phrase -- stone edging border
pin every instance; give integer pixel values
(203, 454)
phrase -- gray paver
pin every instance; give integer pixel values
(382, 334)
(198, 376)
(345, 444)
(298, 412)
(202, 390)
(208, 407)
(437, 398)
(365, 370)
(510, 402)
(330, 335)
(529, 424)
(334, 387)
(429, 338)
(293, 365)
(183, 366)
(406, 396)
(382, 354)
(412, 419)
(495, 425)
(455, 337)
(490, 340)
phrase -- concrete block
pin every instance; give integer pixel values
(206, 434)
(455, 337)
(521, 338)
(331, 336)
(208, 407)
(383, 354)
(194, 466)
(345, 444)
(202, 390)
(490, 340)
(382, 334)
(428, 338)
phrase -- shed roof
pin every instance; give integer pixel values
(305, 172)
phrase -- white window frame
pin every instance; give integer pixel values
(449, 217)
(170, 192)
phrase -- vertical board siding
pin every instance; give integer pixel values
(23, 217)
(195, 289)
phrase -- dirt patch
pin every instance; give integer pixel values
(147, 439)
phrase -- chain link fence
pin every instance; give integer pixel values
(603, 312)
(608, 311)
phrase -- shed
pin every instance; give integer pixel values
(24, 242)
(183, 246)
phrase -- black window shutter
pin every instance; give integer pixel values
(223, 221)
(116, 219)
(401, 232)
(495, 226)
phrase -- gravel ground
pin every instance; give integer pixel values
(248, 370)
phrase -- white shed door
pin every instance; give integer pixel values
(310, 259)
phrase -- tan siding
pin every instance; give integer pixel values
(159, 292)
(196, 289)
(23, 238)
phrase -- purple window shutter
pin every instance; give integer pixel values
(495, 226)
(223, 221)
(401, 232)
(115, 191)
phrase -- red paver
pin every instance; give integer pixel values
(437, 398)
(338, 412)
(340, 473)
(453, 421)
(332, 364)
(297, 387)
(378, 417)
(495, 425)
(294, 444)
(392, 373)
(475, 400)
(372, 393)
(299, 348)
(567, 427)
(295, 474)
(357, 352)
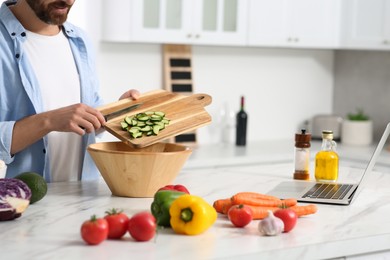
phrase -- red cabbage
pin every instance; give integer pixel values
(14, 198)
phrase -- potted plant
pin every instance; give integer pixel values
(357, 129)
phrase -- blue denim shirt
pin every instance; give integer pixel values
(20, 95)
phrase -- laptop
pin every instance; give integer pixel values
(328, 193)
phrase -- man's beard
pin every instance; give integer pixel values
(46, 14)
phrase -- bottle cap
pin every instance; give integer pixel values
(327, 134)
(302, 140)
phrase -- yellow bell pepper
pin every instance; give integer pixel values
(191, 215)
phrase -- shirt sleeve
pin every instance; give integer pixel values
(6, 130)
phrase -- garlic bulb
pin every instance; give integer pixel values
(271, 225)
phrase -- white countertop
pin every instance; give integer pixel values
(276, 151)
(49, 229)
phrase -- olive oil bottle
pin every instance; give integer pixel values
(327, 160)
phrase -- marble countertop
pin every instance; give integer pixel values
(276, 151)
(49, 229)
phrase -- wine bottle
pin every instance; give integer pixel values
(241, 124)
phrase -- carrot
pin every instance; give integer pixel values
(222, 205)
(242, 197)
(304, 210)
(259, 212)
(258, 201)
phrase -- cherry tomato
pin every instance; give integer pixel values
(289, 218)
(142, 226)
(117, 223)
(240, 215)
(94, 231)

WHAT TO WORK ON: Print out the lines exactly, skipping any picture.

SOLUTION TO THIS TASK:
phrase -- stone edging border
pin every instance; give integer pixel values
(203, 454)
phrase -- gray paver
pin every instance; give integer pixel values
(382, 334)
(198, 376)
(345, 444)
(298, 412)
(202, 390)
(208, 407)
(437, 398)
(365, 370)
(510, 402)
(330, 335)
(529, 424)
(334, 387)
(429, 338)
(293, 365)
(183, 366)
(406, 396)
(382, 354)
(412, 419)
(495, 425)
(455, 337)
(490, 340)
phrase -- concrete block
pin every instance; give integer pixel values
(206, 434)
(455, 337)
(521, 338)
(331, 336)
(208, 407)
(383, 354)
(194, 466)
(345, 444)
(202, 390)
(490, 340)
(382, 334)
(428, 338)
phrase -- shed roof
pin every instance; give integer pixel values
(305, 172)
phrase -- white window frame
pin every instance; give integer pixel values
(449, 217)
(170, 192)
phrase -- vertical board siding
pin every instance; give integer pixel values
(23, 217)
(195, 289)
phrase -- dirt patch
pin every instance; give integer pixel values
(147, 439)
phrase -- chain link fence
pin every instance; give integer pixel values
(603, 312)
(608, 311)
phrase -- shed
pin every instance; give integer pixel values
(24, 242)
(183, 246)
phrase -- black window shutter
pin every instance; give integer pixel values
(223, 221)
(116, 219)
(401, 232)
(495, 226)
phrase -- gravel ground
pin every instance; give integer pixel values
(248, 370)
phrase -- white shed door
pin every instance; give integer pixel values
(310, 259)
phrase -- tan siding
pin every instance; give integer pixel values
(159, 292)
(196, 289)
(23, 238)
phrase -- purple window shutter
pin every instance; give integer pixel values
(495, 226)
(223, 221)
(401, 232)
(115, 191)
phrase -- red paver
pin every instance; give integer pixel values
(437, 398)
(338, 412)
(340, 473)
(453, 421)
(332, 364)
(297, 387)
(378, 417)
(495, 425)
(294, 444)
(392, 373)
(475, 400)
(372, 393)
(299, 348)
(567, 427)
(295, 474)
(357, 352)
phrase -- red cabbage
pin every instance; give integer pixel values
(14, 198)
phrase -- potted plant
pin every instance; give integer pixel values
(357, 129)
phrase -- blue denim shirt
pin every instance; give integer pixel values
(20, 95)
phrase -- laptop
pin every instance; give integer pixel values
(328, 193)
phrase -- man's beard
pin every instance; give integer pixel values
(46, 14)
phrase -- bottle cap
pin every instance; give integer pixel values
(327, 134)
(302, 140)
phrase -- yellow bell pepper
pin every instance; give integer pixel values
(191, 215)
phrase -- shirt sleeve
pin every instance; give integer pixel values
(6, 130)
phrase -- garlic bulb
pin every instance; give integer pixel values
(271, 225)
phrase -- white countertop
pin every instance; give integer pixel values
(276, 151)
(49, 229)
phrase -- olive oil bottle
pin every instance; give integer pixel values
(327, 160)
phrase -- marble countertop
pin every instance; give integer pixel values
(276, 151)
(49, 229)
phrase -- wine bottle
pin every instance; give integer pixel values
(241, 124)
phrase -- carrot
pin every instance; give integer pixel values
(222, 205)
(242, 197)
(304, 210)
(259, 212)
(258, 201)
phrase -- cherry tomato
pin every instance; give integer pixel values
(289, 218)
(142, 226)
(117, 223)
(240, 215)
(94, 231)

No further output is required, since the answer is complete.